THE NATURE AND BEGINNING OF THE MODERN

ENGLISH NOVEL

WALPOLE-ANNE RADCLIFFE-LEWIS-MARY AND

WILLIAM

GODWIN-FRANCES BURNEY-ELIZABETH INCHBALD-MARIA
EDGEWORTH-JANE AUSTEN

T1

HE novel dominates the literature of the nineteenth century in England more than in any other country. To the English house it is what the Press is to English public life. It is chiefly owing to the Tauchnitz collection that the English novel has become a well-known institution on the Continent also.

The superabundance of material makes its classification the most difficult part of every history of literature. A strictly chronological one would obliterate all coherence: a division into different classes of novels would separate the individual authors, and need several chapters, though each is a unit in himself. A middle course will clear the prospect for the reader, and reduce the monstrous chaos to order. A merely approximately perfect list is as superfluous as it is impossible; it must suffice us to enumerate the older writers, who took the most important part in the development of the novel, and the newer ones who have in any way distinguished themselves.

In England the novel is above all things a family book: hence its good and inferior qualities. It appeals, unlike the French, more to female than to male readers, and renounces the highest aims and means of art, in order to rivet the attention and interest. In accordance with the wishes of the circle of lady readers, nearly every English novel hinges upon two important questions: "Will he marry her?" and "How many hundred or thousand pounds sterling has he or she per annum?" He generally does marry her at the happy end, and the second question is usually satisfactorily solved before the last chapter. The English novel has one advantage over the German: it is a faithful reflection of real life, without falling into the one-sidedness of the French naturalistic school. The men are Englishmen, seen from

a real point of view; the scenes are English homes. By carefully reading English novels, a foreigner can draw a faithful picture of English family life; can the same be said of a German novel?

Job A: In the passage on the English novel, what is the novel to the English house, according to the text?

Source data:
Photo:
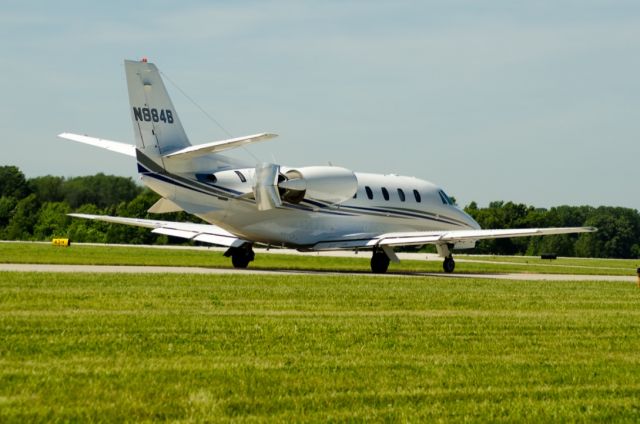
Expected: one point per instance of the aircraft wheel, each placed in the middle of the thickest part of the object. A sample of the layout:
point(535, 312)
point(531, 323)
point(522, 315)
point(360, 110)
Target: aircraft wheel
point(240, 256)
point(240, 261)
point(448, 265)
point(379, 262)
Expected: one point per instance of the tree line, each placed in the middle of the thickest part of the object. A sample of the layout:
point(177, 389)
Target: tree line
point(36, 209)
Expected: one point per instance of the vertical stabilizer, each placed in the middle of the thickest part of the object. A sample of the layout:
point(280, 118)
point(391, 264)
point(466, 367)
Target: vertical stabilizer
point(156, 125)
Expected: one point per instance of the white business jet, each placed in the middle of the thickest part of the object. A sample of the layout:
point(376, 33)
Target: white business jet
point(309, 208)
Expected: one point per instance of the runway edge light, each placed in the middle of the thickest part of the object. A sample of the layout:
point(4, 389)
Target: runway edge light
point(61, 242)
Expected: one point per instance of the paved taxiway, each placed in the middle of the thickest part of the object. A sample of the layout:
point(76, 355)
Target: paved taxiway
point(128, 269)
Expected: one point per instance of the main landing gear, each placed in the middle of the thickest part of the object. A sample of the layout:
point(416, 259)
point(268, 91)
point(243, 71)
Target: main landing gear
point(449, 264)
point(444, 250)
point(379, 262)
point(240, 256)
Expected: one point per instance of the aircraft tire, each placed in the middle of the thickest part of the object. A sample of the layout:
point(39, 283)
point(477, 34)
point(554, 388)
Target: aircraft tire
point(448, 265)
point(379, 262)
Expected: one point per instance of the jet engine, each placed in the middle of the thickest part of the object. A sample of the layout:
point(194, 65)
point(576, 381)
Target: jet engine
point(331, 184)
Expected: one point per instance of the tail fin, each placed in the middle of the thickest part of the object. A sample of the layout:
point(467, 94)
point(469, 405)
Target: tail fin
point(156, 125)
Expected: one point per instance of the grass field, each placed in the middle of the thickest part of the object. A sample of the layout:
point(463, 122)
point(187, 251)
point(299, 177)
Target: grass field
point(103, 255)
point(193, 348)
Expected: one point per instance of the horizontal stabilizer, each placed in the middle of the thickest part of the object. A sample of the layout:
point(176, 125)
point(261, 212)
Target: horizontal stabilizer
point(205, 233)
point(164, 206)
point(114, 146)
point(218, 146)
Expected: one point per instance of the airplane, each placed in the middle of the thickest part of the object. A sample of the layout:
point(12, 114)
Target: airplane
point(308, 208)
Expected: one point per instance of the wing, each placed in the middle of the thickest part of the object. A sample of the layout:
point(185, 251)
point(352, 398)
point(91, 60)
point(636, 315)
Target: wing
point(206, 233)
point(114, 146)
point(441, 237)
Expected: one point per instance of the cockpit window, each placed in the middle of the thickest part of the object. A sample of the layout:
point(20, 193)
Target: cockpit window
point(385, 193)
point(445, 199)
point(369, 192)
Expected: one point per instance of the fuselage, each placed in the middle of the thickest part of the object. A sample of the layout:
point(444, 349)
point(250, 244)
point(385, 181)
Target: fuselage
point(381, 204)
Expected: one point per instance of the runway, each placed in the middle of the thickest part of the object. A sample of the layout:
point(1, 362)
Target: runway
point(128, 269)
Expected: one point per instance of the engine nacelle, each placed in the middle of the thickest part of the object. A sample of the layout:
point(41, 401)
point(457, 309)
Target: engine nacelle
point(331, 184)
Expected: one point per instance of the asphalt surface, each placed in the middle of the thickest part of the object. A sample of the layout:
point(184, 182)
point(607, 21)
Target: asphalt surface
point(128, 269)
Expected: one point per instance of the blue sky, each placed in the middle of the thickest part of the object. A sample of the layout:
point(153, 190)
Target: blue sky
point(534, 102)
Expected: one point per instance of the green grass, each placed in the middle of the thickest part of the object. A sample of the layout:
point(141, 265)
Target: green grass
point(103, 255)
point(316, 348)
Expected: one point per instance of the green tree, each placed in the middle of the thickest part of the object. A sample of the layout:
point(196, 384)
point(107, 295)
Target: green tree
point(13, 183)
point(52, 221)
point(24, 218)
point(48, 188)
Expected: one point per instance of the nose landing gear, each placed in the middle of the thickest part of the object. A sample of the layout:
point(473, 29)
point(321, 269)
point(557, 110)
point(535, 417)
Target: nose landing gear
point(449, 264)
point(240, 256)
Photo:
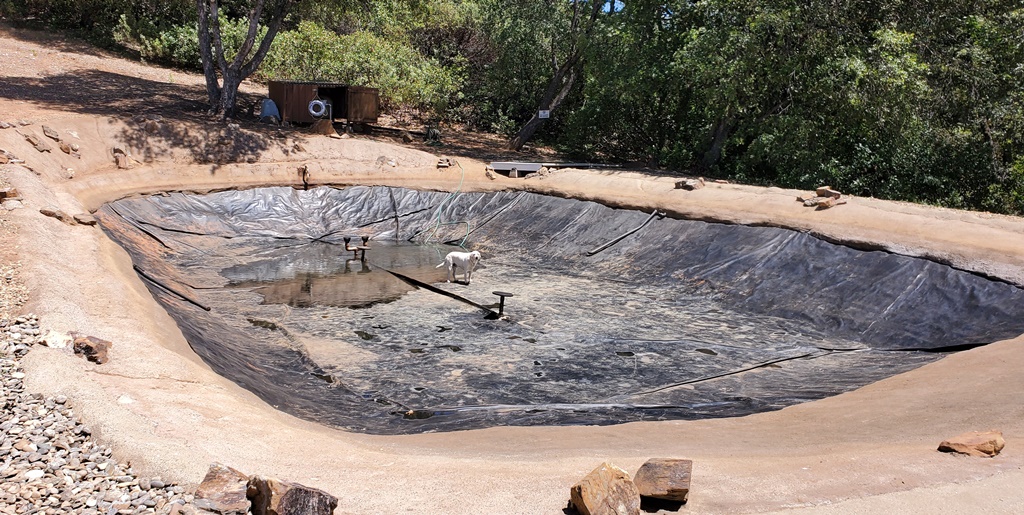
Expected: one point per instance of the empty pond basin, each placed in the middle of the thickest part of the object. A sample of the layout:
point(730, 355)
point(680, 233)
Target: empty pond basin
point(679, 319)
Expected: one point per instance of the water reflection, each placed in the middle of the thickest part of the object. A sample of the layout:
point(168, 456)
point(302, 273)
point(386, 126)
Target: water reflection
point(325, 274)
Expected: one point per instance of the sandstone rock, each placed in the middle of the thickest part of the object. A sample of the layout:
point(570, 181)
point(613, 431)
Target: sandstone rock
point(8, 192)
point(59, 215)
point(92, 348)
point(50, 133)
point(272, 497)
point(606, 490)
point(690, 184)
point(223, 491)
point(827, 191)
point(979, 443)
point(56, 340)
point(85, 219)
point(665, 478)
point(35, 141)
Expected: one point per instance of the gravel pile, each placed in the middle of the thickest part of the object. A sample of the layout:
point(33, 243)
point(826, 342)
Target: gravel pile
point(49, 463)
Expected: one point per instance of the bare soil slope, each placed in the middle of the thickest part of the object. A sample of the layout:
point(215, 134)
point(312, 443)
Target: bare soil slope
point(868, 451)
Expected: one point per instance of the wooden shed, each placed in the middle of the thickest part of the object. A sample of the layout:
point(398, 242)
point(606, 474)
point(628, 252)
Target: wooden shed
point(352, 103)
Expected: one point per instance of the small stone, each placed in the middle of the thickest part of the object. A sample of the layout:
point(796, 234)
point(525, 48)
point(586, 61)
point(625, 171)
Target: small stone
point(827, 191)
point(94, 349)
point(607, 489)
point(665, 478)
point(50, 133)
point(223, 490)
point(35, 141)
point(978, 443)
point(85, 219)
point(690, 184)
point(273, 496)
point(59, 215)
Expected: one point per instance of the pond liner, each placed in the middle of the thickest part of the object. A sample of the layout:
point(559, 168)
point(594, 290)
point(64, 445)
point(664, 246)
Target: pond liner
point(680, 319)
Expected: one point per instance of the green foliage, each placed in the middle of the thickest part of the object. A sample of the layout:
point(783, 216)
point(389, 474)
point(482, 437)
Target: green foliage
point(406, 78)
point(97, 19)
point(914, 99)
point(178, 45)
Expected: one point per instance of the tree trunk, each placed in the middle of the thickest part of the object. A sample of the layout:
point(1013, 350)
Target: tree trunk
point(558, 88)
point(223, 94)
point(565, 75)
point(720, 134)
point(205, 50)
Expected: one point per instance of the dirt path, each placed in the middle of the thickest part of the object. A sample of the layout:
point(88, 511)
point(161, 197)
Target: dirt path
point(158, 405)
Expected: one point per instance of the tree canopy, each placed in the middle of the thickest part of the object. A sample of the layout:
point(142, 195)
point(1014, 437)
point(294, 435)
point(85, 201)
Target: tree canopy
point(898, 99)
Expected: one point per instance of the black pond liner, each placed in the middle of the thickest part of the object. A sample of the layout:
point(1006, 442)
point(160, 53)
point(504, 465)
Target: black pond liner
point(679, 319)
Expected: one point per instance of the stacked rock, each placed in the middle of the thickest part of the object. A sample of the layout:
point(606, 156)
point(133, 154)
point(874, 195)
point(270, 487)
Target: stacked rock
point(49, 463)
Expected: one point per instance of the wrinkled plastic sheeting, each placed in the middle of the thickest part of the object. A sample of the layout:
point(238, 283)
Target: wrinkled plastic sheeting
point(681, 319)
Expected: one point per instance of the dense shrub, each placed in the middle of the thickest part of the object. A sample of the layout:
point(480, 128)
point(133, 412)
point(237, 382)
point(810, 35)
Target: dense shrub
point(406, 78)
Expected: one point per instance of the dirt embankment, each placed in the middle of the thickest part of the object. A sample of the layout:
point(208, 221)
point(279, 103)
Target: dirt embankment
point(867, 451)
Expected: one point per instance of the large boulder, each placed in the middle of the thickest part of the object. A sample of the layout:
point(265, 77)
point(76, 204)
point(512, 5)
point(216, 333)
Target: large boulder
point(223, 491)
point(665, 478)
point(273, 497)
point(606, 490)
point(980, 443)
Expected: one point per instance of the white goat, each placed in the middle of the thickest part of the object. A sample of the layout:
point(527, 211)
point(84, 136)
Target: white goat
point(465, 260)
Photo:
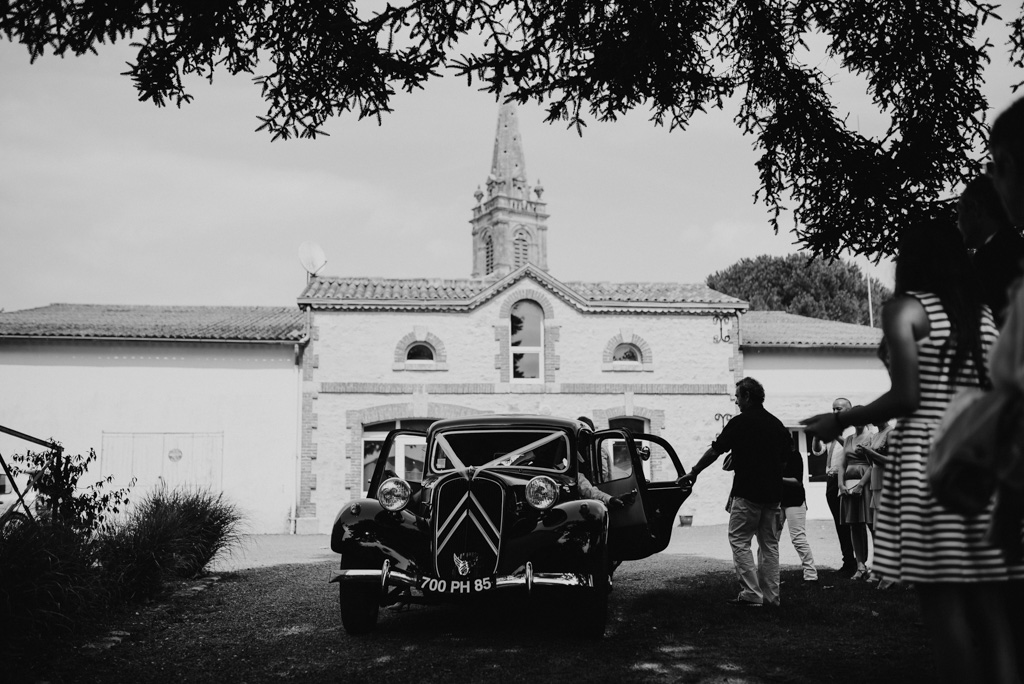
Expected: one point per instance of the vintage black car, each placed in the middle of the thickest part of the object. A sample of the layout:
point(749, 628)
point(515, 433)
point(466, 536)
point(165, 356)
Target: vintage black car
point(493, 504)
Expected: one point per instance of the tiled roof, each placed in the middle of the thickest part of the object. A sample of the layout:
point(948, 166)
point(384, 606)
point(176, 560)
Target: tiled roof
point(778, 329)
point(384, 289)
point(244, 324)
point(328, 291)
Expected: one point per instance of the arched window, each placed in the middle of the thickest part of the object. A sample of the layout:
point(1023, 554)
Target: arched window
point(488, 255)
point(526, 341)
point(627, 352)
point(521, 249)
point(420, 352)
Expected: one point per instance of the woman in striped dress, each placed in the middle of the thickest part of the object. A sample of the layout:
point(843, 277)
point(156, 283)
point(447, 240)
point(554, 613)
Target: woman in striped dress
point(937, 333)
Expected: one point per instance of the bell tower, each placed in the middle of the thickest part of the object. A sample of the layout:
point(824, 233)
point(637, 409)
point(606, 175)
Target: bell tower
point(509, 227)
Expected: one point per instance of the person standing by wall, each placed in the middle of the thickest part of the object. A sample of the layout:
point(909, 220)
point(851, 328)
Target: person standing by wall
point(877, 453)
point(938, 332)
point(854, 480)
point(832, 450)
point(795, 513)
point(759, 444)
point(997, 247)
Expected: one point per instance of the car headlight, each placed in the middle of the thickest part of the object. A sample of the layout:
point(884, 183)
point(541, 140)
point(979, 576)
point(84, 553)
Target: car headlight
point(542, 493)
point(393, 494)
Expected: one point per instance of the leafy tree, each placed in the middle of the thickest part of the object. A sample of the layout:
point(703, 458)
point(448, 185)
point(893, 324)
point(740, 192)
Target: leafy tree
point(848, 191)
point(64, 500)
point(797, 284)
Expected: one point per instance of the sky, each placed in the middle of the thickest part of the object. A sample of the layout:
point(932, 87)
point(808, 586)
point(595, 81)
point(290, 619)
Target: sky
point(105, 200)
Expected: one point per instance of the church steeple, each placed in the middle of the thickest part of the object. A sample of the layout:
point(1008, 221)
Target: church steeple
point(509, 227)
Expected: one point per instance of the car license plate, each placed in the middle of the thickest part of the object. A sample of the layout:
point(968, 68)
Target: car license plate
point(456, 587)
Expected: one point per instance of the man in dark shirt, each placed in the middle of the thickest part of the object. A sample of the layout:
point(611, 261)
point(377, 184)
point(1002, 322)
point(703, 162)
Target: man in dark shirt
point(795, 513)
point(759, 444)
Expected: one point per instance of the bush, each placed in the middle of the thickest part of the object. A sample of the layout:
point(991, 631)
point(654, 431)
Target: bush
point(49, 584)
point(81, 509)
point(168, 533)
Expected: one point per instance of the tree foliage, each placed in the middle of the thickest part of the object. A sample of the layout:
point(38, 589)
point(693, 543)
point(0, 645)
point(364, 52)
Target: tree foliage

Job B: In the records, switch "runway edge light" to "approach light" in the lines from the one with "Expected: one point per instance of the runway edge" up to and including the one with "point(61, 242)", leaving everything else unchanged. Return only those lines.

Task response A: It is what the Press is to English public life.

Task response B:
Expected: one point per instance of the approach light, each placed in the middle of the thickest part of the object. A sample of the layout:
point(4, 389)
Target: approach light
point(61, 242)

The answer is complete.